Task description – Every entry that appears below is to be output exactly.

Material supplied –

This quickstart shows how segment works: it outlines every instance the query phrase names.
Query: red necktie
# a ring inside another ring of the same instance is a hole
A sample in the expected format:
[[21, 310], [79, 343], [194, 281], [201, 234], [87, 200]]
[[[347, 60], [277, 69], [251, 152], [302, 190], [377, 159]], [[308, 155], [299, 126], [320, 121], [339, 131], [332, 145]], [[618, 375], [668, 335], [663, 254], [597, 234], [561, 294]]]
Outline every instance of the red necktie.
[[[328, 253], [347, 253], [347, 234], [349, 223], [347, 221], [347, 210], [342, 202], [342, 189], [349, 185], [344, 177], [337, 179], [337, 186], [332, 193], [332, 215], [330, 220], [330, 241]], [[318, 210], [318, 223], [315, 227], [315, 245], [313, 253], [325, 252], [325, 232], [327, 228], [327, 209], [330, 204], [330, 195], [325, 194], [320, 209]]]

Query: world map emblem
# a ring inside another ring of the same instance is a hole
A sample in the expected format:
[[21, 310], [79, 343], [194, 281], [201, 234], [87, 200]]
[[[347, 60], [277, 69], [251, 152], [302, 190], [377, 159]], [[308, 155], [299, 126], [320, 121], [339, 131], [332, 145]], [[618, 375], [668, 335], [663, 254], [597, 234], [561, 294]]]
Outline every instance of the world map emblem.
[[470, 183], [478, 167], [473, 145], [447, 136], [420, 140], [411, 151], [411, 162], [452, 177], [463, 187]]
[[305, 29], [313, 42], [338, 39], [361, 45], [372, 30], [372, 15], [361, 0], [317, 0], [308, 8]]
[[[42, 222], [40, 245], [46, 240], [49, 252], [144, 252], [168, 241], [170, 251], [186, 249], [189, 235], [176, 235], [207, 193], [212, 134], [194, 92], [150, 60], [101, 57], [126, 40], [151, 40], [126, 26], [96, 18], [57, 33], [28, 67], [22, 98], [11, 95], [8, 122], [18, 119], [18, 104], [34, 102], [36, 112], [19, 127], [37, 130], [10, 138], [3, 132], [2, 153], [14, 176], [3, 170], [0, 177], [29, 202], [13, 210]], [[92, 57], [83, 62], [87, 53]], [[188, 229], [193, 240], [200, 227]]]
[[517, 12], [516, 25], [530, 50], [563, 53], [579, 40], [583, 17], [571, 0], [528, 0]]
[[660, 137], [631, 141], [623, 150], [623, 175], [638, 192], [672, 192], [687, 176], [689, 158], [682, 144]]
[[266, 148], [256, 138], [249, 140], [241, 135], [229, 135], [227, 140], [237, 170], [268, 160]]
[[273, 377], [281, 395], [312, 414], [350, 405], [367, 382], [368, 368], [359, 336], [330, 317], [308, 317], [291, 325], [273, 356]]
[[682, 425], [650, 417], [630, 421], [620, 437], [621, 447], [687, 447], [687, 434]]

Answer to this task –
This quickstart shows how segment works: it outlines every instance the query phrase names.
Query: red necktie
# a ring inside another ring of the same instance is a hole
A sample in the expected format:
[[21, 310], [79, 343], [194, 281], [201, 234], [87, 200]]
[[[347, 60], [277, 69], [251, 152], [302, 190], [377, 159]], [[308, 155], [299, 126], [320, 121], [339, 131], [332, 145]], [[618, 375], [668, 335], [663, 254], [597, 234], [561, 294]]]
Outline every instance of the red necktie.
[[[328, 253], [347, 253], [347, 234], [349, 223], [347, 221], [347, 210], [342, 202], [342, 189], [349, 185], [344, 177], [337, 179], [337, 186], [332, 193], [332, 215], [330, 220], [330, 241]], [[318, 210], [318, 223], [315, 227], [315, 245], [313, 253], [325, 252], [325, 232], [327, 228], [327, 209], [330, 204], [330, 195], [325, 194], [320, 209]]]

Query: world map emblem
# a ring inside another ring of the same instance is a hole
A sample in the expected format:
[[21, 310], [79, 343], [194, 281], [201, 234], [87, 200]]
[[[347, 60], [277, 69], [251, 152], [302, 190], [377, 159]], [[308, 155], [299, 126], [320, 121], [339, 131], [332, 145]], [[618, 375], [668, 335], [663, 254], [597, 234], [561, 294]]]
Outline every instance of the world map emblem.
[[470, 183], [478, 167], [473, 145], [447, 136], [420, 140], [411, 151], [411, 162], [452, 177], [463, 187]]
[[305, 29], [313, 42], [338, 39], [361, 45], [372, 30], [372, 15], [361, 0], [317, 0], [308, 8]]
[[[42, 222], [40, 245], [46, 240], [49, 252], [144, 252], [168, 241], [170, 251], [186, 249], [189, 235], [176, 235], [207, 193], [212, 134], [194, 92], [150, 60], [101, 57], [126, 40], [151, 40], [126, 26], [96, 18], [57, 33], [28, 67], [22, 98], [11, 95], [8, 122], [18, 119], [18, 104], [34, 102], [36, 112], [19, 127], [37, 130], [10, 138], [3, 132], [2, 153], [14, 176], [3, 170], [0, 177], [29, 202], [13, 210]], [[92, 57], [83, 62], [87, 53]], [[188, 229], [193, 240], [200, 227]]]
[[517, 12], [516, 25], [530, 50], [563, 53], [579, 40], [583, 17], [571, 0], [528, 0]]
[[660, 137], [631, 141], [623, 150], [623, 175], [638, 192], [672, 192], [687, 176], [689, 158], [682, 144]]
[[266, 148], [256, 138], [249, 140], [241, 135], [229, 135], [227, 140], [237, 170], [268, 160]]
[[273, 377], [281, 395], [312, 414], [350, 405], [367, 382], [368, 368], [359, 336], [330, 317], [308, 317], [291, 325], [273, 356]]
[[682, 425], [650, 417], [630, 421], [620, 437], [621, 447], [687, 447], [687, 434]]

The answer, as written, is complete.